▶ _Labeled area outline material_
::::

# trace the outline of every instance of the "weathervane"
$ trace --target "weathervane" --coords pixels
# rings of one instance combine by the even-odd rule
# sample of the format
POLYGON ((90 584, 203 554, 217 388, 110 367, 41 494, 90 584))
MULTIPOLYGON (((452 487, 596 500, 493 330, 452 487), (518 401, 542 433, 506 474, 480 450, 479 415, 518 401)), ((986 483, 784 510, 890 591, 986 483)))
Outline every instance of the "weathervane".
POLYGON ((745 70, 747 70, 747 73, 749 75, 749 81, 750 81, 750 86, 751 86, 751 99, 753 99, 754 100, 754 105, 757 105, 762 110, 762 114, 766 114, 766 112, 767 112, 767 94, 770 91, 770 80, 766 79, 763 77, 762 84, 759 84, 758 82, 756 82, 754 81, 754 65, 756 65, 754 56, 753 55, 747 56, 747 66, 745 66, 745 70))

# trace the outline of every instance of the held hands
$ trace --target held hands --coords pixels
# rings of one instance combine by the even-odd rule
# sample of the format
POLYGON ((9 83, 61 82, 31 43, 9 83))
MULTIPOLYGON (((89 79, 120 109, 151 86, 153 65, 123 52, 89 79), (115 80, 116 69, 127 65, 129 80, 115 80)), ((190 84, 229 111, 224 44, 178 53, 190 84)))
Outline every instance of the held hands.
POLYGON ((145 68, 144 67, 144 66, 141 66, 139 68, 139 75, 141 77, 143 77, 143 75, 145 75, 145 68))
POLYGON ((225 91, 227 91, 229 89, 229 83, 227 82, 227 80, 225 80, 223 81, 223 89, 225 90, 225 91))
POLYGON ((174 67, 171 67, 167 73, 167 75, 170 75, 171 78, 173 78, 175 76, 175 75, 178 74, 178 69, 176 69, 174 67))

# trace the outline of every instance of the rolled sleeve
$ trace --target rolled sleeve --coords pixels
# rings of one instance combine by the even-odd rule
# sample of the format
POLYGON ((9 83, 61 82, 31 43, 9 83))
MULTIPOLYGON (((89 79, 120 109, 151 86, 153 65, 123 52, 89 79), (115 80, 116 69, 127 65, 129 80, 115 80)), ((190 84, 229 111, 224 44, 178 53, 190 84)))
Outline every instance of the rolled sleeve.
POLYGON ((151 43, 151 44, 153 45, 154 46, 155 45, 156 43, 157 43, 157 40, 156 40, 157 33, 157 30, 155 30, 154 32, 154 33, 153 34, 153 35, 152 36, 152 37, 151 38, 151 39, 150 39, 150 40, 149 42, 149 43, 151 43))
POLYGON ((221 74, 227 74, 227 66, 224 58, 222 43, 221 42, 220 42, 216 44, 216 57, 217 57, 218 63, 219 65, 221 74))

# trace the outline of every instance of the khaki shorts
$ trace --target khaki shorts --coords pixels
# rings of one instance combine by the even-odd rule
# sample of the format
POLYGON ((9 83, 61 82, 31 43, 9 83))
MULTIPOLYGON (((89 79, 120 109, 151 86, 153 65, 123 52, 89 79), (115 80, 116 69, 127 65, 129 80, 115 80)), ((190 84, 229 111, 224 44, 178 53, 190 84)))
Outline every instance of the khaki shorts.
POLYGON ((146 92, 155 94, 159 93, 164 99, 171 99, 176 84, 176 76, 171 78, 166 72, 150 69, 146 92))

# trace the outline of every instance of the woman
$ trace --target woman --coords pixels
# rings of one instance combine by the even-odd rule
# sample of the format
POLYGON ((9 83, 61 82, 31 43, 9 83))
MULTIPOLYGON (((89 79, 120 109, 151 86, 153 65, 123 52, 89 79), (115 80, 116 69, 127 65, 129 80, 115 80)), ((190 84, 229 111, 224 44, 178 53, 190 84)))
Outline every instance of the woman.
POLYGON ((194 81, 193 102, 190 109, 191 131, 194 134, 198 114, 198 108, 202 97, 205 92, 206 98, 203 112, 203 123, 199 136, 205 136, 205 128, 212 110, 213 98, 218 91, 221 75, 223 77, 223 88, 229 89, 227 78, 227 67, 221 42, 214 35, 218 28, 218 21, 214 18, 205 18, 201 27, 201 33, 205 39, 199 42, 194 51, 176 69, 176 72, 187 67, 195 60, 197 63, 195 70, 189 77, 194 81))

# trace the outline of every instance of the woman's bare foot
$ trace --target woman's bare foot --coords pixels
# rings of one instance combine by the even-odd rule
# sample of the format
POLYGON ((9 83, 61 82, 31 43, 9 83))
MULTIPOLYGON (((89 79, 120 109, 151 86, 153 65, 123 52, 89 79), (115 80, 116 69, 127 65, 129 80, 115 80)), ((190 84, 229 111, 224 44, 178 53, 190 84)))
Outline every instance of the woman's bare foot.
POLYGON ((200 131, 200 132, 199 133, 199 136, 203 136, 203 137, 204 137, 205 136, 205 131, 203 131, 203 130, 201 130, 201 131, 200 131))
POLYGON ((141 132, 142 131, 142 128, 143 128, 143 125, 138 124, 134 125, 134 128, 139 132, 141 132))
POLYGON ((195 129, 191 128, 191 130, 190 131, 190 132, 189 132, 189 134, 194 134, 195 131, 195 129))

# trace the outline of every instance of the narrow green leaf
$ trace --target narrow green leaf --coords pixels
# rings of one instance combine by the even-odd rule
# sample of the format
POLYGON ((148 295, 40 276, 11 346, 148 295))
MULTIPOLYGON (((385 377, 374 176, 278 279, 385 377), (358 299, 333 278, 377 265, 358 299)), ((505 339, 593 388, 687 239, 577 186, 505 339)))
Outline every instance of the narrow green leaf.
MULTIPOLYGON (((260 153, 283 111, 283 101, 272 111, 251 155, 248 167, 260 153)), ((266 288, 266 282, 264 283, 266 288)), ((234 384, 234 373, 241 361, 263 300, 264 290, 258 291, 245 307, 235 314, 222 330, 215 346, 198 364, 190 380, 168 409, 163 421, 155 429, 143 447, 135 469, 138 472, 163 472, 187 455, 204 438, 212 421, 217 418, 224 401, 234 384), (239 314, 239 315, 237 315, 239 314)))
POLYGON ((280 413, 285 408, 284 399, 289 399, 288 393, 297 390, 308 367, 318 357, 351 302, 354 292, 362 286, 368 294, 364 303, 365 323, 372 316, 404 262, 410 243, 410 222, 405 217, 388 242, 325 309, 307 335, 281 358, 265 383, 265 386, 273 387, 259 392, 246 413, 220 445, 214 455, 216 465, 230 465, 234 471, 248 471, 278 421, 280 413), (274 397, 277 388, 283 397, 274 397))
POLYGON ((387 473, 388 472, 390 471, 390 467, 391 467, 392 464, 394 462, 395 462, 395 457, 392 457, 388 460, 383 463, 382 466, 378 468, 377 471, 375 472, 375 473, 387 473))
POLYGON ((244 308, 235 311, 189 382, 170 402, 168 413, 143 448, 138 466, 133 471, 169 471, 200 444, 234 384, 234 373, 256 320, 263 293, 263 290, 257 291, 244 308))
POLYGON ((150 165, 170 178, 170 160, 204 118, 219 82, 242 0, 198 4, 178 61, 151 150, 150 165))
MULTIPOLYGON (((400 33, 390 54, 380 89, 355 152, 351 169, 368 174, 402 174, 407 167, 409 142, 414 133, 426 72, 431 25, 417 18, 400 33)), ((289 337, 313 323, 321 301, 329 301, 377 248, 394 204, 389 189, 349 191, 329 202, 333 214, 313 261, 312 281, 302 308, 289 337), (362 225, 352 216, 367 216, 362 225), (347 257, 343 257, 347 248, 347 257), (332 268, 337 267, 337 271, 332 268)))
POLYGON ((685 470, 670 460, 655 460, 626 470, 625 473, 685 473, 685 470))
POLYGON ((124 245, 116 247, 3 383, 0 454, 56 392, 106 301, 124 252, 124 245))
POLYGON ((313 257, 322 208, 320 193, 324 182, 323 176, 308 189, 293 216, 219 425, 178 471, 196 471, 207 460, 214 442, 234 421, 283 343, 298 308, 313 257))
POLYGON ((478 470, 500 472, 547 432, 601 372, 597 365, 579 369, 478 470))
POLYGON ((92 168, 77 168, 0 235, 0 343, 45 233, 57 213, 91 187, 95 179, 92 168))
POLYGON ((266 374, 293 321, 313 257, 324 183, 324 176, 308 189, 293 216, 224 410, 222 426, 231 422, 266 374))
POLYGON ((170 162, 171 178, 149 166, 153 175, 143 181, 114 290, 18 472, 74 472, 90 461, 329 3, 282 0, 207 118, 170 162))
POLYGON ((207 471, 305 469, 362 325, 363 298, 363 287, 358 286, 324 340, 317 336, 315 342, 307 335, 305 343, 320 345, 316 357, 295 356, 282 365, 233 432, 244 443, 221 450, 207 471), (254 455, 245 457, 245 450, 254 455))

::::

▶ _Problem to work on_
Count the lines of the material above that contain the string "narrow". Give only the number.

▶ _Completed exercise_
3